#### [DIRECTIVE]
Reproduce each of the following lines word for word.

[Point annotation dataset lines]

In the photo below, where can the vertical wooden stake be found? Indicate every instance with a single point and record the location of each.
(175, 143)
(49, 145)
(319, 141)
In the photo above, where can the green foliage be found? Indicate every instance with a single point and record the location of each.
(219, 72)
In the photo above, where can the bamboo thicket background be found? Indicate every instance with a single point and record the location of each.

#### [COMPLETED TASK]
In the photo below, where can the vertical wooden stake be found? Indicate every instance with a single point and record the location of each.
(175, 143)
(49, 145)
(319, 141)
In the photo above, where can the green foliage be found? Indicate every instance with a single point and record the location of each.
(219, 72)
In the photo above, where can the bamboo thicket background be found? Indicate every instance with a single point and record the location of each.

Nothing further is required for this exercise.